* Saved data entries
=== Begin Enclosure ===
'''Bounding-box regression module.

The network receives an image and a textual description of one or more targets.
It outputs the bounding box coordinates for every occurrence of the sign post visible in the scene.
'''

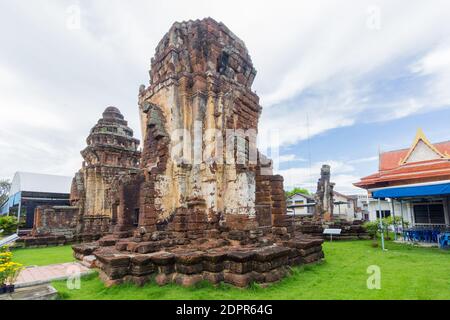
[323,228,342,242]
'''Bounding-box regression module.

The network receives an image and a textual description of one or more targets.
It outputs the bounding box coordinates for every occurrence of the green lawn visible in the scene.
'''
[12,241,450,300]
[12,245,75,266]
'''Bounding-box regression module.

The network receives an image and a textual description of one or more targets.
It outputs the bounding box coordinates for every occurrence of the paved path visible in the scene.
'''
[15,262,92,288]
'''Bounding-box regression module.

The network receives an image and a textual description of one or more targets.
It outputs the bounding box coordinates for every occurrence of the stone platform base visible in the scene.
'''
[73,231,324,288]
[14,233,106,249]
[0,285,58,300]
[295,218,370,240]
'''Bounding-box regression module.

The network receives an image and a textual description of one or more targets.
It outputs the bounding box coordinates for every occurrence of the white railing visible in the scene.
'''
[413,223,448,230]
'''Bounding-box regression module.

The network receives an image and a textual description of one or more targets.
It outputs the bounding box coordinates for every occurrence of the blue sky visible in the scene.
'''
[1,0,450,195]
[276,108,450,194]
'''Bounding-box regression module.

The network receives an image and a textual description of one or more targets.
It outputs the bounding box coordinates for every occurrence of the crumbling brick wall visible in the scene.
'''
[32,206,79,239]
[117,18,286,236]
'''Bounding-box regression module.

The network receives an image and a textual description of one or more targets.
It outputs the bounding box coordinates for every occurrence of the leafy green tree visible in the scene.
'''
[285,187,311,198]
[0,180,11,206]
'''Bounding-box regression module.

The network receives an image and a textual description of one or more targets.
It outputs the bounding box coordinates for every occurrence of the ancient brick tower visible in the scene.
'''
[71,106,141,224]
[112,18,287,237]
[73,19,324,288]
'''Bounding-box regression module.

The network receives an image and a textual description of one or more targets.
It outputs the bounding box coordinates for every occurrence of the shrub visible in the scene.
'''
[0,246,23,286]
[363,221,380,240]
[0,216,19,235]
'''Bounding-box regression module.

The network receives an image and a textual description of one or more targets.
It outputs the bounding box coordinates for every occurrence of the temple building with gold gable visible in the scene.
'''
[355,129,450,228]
=== End Enclosure ===
=== Begin Enclosure ===
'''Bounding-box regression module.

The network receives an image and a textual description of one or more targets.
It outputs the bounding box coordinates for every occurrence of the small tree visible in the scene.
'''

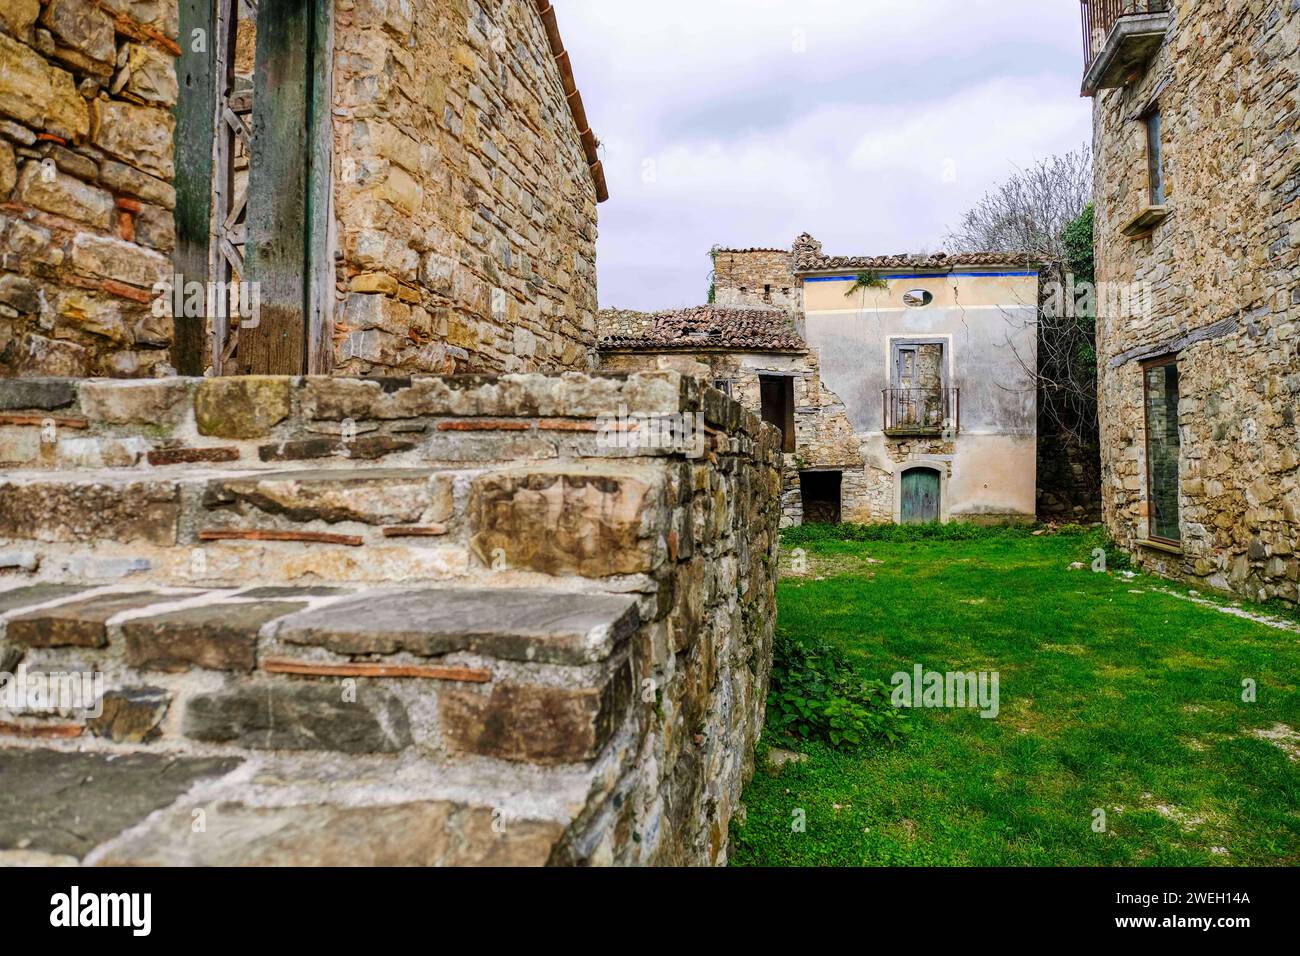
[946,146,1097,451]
=== End Enclosure ===
Which of the lines above contain "green"? Return them all.

It outputs the bounding box coordinates for every occurrence of the green lawn visible in the scene.
It outputs the bounding box coordinates for every occurrence of the leafy green tree visible in the scene.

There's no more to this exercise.